**What you have to do**
Every line from the one with "target | round handhole cover" to the one with "target | flanged pipe outlet", including those two, is to be copied exactly; all other lines of the entries below are left out.

Entries supplied: Begin

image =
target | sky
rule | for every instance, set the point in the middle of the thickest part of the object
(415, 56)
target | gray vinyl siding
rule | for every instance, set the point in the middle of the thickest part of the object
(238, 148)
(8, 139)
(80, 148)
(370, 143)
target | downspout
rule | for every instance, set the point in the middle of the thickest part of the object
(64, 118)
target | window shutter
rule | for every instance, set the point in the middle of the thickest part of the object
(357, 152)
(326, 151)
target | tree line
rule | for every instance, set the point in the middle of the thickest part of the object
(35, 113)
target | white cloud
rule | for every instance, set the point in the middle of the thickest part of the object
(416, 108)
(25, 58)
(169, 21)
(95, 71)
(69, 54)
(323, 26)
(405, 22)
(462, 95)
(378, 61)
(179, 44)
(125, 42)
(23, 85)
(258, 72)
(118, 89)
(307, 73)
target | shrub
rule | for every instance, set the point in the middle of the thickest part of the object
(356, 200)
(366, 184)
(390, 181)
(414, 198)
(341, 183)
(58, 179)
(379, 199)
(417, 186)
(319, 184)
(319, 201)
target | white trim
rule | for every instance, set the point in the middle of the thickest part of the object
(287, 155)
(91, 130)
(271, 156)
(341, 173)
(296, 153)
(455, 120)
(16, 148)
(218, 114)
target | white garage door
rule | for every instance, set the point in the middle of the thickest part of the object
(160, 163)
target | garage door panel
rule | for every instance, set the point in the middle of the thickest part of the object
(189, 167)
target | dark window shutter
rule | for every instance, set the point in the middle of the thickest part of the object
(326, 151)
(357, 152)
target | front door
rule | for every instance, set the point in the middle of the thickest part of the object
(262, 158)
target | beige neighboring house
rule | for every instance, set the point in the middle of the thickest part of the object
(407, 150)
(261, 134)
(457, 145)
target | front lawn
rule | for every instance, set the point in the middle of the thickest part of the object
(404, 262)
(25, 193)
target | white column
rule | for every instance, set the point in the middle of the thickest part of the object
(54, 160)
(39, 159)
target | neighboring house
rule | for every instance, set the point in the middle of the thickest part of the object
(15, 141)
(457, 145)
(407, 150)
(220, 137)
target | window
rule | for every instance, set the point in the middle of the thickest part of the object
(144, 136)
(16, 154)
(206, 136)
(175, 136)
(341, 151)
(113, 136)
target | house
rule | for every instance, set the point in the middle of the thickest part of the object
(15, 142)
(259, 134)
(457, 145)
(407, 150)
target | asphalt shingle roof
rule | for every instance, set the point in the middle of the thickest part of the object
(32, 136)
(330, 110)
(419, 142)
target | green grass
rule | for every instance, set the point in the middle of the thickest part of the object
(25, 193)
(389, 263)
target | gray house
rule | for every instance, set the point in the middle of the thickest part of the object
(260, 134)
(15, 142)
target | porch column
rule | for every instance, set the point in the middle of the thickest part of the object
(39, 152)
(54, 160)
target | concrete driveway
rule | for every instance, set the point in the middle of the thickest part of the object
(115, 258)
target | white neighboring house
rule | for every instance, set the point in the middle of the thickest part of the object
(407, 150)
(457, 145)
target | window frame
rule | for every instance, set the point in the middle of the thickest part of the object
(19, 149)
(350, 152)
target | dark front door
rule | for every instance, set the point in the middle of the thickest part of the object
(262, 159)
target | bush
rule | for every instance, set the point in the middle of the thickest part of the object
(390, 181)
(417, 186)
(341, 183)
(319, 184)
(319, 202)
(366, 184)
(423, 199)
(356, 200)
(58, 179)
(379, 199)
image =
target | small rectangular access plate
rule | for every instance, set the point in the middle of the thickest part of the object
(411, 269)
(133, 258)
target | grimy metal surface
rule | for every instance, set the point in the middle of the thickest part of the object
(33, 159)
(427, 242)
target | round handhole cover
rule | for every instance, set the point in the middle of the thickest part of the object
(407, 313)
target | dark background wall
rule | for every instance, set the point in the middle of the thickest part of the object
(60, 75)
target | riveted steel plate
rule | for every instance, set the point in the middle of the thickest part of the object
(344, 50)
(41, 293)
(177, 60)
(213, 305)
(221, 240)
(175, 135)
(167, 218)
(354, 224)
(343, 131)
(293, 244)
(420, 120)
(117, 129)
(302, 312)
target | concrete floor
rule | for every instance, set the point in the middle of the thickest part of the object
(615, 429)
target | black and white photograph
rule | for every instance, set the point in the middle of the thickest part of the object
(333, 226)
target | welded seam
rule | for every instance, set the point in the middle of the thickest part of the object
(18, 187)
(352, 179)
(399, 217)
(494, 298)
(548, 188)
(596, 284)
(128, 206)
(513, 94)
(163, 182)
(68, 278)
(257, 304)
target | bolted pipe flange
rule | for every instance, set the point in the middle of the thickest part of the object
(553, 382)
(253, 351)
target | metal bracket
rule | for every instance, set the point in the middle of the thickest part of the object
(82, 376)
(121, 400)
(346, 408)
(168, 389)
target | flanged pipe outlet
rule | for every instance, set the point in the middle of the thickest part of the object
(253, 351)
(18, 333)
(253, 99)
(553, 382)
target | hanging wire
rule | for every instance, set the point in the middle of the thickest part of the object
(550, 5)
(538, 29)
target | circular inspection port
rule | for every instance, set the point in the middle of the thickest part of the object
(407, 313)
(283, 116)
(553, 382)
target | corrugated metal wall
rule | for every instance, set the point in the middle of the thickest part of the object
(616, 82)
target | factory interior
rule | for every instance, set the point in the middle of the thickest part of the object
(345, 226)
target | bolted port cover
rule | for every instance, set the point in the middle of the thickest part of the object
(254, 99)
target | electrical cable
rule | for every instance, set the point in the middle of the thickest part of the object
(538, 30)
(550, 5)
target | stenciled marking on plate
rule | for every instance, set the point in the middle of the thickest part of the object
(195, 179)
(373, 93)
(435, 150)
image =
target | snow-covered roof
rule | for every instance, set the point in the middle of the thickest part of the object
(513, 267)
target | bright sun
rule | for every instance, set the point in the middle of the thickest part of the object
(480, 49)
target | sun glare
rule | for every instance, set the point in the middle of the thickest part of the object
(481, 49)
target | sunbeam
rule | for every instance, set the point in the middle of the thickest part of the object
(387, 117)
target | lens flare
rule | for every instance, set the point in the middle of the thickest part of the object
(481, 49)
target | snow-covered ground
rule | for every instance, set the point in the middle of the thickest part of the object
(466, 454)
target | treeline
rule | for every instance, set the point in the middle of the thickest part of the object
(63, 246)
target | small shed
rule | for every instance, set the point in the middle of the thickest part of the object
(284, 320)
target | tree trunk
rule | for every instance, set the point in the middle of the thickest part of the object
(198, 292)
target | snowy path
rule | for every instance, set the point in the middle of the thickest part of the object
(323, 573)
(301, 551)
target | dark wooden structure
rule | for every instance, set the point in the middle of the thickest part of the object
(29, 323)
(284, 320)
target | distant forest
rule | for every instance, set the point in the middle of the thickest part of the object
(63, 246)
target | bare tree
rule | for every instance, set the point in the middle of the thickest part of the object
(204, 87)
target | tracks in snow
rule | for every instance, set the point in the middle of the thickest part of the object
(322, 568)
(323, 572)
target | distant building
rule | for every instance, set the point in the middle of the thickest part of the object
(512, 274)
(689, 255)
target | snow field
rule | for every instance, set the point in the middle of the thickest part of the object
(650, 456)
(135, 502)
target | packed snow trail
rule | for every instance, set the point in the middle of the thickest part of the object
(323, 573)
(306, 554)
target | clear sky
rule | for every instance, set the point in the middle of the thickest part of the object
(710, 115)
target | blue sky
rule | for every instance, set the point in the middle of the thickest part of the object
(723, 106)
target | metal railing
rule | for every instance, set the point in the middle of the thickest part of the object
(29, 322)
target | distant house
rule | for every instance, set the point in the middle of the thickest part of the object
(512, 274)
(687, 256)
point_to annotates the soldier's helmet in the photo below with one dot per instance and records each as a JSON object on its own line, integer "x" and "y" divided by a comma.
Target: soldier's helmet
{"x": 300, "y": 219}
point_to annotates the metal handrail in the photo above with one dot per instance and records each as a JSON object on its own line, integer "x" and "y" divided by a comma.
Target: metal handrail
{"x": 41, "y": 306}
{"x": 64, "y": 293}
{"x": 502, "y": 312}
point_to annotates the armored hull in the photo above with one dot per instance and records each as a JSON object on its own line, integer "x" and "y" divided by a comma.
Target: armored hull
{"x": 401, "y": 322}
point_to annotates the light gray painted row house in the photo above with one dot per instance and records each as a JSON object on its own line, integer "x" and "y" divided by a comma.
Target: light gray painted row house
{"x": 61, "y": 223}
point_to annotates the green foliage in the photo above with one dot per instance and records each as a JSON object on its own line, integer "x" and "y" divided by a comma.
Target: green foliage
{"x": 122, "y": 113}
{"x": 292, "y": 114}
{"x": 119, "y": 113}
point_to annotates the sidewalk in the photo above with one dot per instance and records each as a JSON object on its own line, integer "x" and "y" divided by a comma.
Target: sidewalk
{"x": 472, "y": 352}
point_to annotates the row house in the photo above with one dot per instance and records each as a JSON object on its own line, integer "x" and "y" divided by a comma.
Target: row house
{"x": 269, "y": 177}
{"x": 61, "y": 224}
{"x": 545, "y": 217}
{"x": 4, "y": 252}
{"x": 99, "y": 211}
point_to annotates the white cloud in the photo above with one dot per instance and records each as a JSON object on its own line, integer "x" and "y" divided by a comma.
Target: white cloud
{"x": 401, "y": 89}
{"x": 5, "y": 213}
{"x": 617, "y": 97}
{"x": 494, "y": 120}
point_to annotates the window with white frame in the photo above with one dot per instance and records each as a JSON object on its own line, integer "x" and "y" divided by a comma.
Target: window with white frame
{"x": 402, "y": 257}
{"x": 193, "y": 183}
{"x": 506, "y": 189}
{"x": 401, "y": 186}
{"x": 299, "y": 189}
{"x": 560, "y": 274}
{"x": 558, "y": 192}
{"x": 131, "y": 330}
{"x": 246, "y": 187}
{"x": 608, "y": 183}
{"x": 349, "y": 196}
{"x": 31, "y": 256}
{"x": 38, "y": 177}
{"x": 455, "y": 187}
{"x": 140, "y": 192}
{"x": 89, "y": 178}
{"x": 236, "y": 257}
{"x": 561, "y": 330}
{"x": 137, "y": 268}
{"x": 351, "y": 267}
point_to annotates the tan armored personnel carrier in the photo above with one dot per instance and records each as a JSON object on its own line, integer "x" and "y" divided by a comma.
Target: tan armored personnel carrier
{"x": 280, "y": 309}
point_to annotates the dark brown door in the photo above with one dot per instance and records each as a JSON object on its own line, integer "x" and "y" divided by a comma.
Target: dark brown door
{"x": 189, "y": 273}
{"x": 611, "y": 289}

Entries supplied: End

**Exercise output**
target | round handhole cover
rule | for every instance, set the point in the middle of the thickest part of the object
(407, 313)
target | dark background wall
rule | for every instance, set the point in the middle of the thickest part of the object
(60, 75)
target | riveted steel plate
rule | for every instance, set the point in the middle of the thickest part of the object
(344, 50)
(41, 293)
(177, 60)
(213, 305)
(221, 240)
(175, 135)
(167, 218)
(354, 224)
(343, 131)
(293, 244)
(420, 120)
(117, 129)
(302, 312)
target | concrete floor
rule | for every instance, set the point in the middle of the thickest part of the object
(615, 429)
target | black and white photograph
rule | for every instance, set the point in the middle of the thickest part of the object
(333, 226)
target | welded seam
rule | for every instance, set the point in the middle of the thickest part of the object
(18, 187)
(352, 179)
(399, 217)
(494, 298)
(548, 188)
(596, 284)
(128, 206)
(513, 94)
(163, 182)
(68, 278)
(257, 304)
target | bolted pipe flange
rule | for every instance, set the point in the middle of the thickest part of the object
(553, 382)
(253, 351)
target | metal bracket
rule | for every instance, set the point in the middle of the thickest part of the object
(82, 376)
(121, 400)
(346, 408)
(168, 389)
target | flanged pipe outlet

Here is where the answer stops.